##### Text #####

During the battle of Jenin in 2002, two Israeli infantry battalions
engaged several hundred Palestinian guerrillas. Jenin’s population of
about 26,000 was much smaller than Fallujah’s. According to Randy Gangle,
director of the Center for Emerging Threats and Opportunities (a private
concern in partnership with the Marine Corps Warfighting Laboratory),
the Marines would have operated in Jenin with a single battalion, given
its one square mile area.[11] The refugee camp
where the main battle was waged is smaller still and densely populated.
A Marine battalion probably would have done as well as the Israelis
in Jenin. The tasks assigned to 1/5 and 2/1 in Fallujah, however, were
of a different magnitude and beyond their capabilities—at least within
what were deemed to be acceptable limits of friendly and civilian casualties
and property destruction. Superiority does not necessarily entail a
numerical advantage in men. At the same time, urban warfare marginalizes
traditional Marine attributes, such as superior training and discipline.
Depending on the tactical situation, manpower shortages may be compensated
for by increased firepower, which Marine commanders were unwilling—or
unable—to apply in Valiant Resolve. Indeed, it appears that leaders
at the scene quickly came to this conclusion. The operation never progressed
beyond the foothold stage. Marines gained access to the urban area (in
that case, outlying industrial neighborhoods), but did not penetrate
to the heart of the city, much less take it. After a few days of active
combat, Marines cordoned off the area and the matter was “resolved”

##### Material #####

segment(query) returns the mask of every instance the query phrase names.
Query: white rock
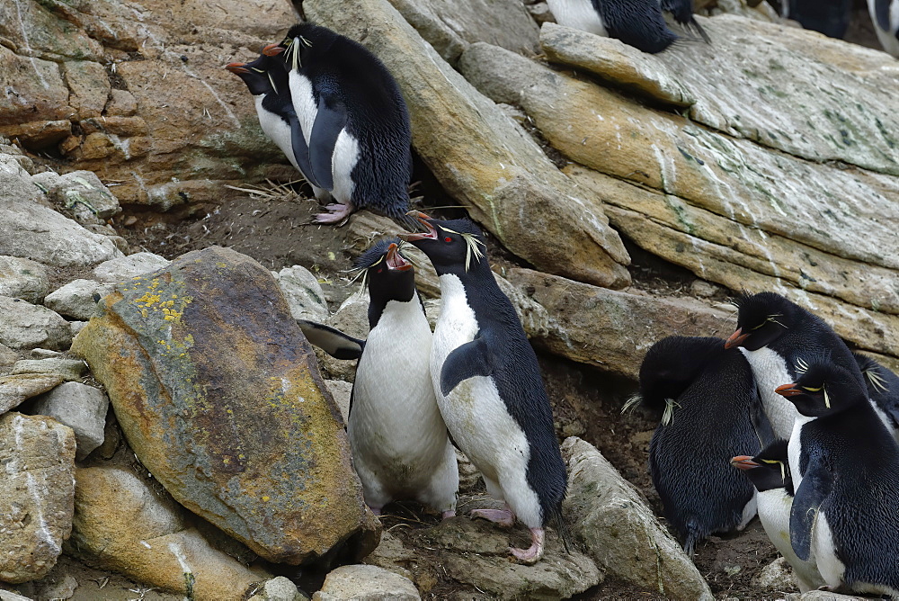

#####

- Exercise A:
According to the text on urban warfare, about how many people lived in Jenin?
- Exercise B:
In the text on urban warfare, restate the stretch from "A Marine battalion" through "training and discipline.", changing "urban warfare" to "street fighting".
The lines play no part in what follows.

- Complete answer A:
About 26,000 people.

- Complete answer B:
A Marine battalion probably would have done as well as the Israelis
in Jenin. The tasks assigned to 1/5 and 2/1 in Fallujah, however, were
of a different magnitude and beyond their capabilities—at least within
what were deemed to be acceptable limits of friendly and civilian casualties
and property destruction. Superiority does not necessarily entail a
numerical advantage in men. At the same time, street fighting marginalizes
traditional Marine attributes, such as superior training and discipline.